→ **Extrait du document**:
========================

Les livreurs licenciés exigent que Smood assume ses responsabilités
Soutenus par Unia, les 218 travailleurs licenciés de la société sous-traitante Simple Pay veulent obtenir le paiement des arriérés salariaux et l’élaboration d’un plan social
Smood rechigne encore à assumer ses responsabilités vis-à-vis des livreurs victimes du licenciement collectif chez Simple Pay. Début août, cette société sous-traitante de l’entreprise de livraison de repas et de courses avait annoncé devoir se séparer de ses 218 employés faute de pouvoir répondre à l’injonction des autorités à se mettre en conformité. Fondée par une ancienne dirigeante de Smood, cette Sàrl fournissait une bonne partie du personnel de livraison. En rémunérant à la minute, soit uniquement durant les livraisons, sans prendre en compte les temps d’attente, elle ne respectait toutefois pas la Loi sur le travail ni la Loi sur la location de services. Et se retrouve aujourd’hui au bord de la faillite. «Nous refusons d’être laissés sur le carreau par la faillite de Simple Pay alors que nous avons travaillé pour Smood.» Lors d’une conférence de presse donnée mercredi dernier, Maher, un employé de Simple Pay, a résumé les revendications des livreurs.
«Les travailleurs demandent à être rapidement réengagés par Smood ou, dans le cas contraire, à ce qu’un plan social soit élaboré comprenant une aide à la recherche d’emploi et à la reconversion professionnelle», explique Helena Verissimo de Freitas, secrétaire régionale adjointe d’Unia Genève. Selon le syndicat, qui a accompagné les travailleurs durant la procédure de consultation pour licenciement collectif, Smood serait d’accord d’engager directement près de 150 livreurs. De son côté, Chaskis, société sous-traitante d’Uber Eats à Genève, serait intéressée par 50 à 60 autres. Le compte pourrait être presque bon, sauf qu’il ne s’agit pas d’une reprise collective du personnel, mais d’un recrutement sur une base individuelle et sans garanties.

========================

→ **Données fournies**:
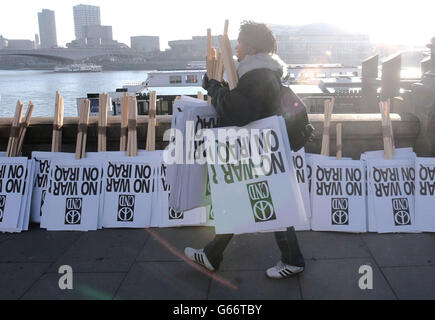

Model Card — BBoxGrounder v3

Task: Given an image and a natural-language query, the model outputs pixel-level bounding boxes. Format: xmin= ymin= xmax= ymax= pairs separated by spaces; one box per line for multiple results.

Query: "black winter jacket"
xmin=206 ymin=54 xmax=283 ymax=127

========================

→ **Travail demandé**: Recopiez en entier et mot pour mot l'article sur les livreurs licenciés de Simple Pay. Le matériel ne sert à rien ici.

→ **Réponse complète**:
Les livreurs licenciés exigent que Smood assume ses responsabilités
Soutenus par Unia, les 218 travailleurs licenciés de la société sous-traitante Simple Pay veulent obtenir le paiement des arriérés salariaux et l’élaboration d’un plan social
Smood rechigne encore à assumer ses responsabilités vis-à-vis des livreurs victimes du licenciement collectif chez Simple Pay. Début août, cette société sous-traitante de l’entreprise de livraison de repas et de courses avait annoncé devoir se séparer de ses 218 employés faute de pouvoir répondre à l’injonction des autorités à se mettre en conformité. Fondée par une ancienne dirigeante de Smood, cette Sàrl fournissait une bonne partie du personnel de livraison. En rémunérant à la minute, soit uniquement durant les livraisons, sans prendre en compte les temps d’attente, elle ne respectait toutefois pas la Loi sur le travail ni la Loi sur la location de services. Et se retrouve aujourd’hui au bord de la faillite. «Nous refusons d’être laissés sur le carreau par la faillite de Simple Pay alors que nous avons travaillé pour Smood.» Lors d’une conférence de presse donnée mercredi dernier, Maher, un employé de Simple Pay, a résumé les revendications des livreurs.
«Les travailleurs demandent à être rapidement réengagés par Smood ou, dans le cas contraire, à ce qu’un plan social soit élaboré comprenant une aide à la recherche d’emploi et à la reconversion professionnelle», explique Helena Verissimo de Freitas, secrétaire régionale adjointe d’Unia Genève. Selon le syndicat, qui a accompagné les travailleurs durant la procédure de consultation pour licenciement collectif, Smood serait d’accord d’engager directement près de 150 livreurs. De son côté, Chaskis, société sous-traitante d’Uber Eats à Genève, serait intéressée par 50 à 60 autres. Le compte pourrait être presque bon, sauf qu’il ne s’agit pas d’une reprise collective du personnel, mais d’un recrutement sur une base individuelle et sans garanties.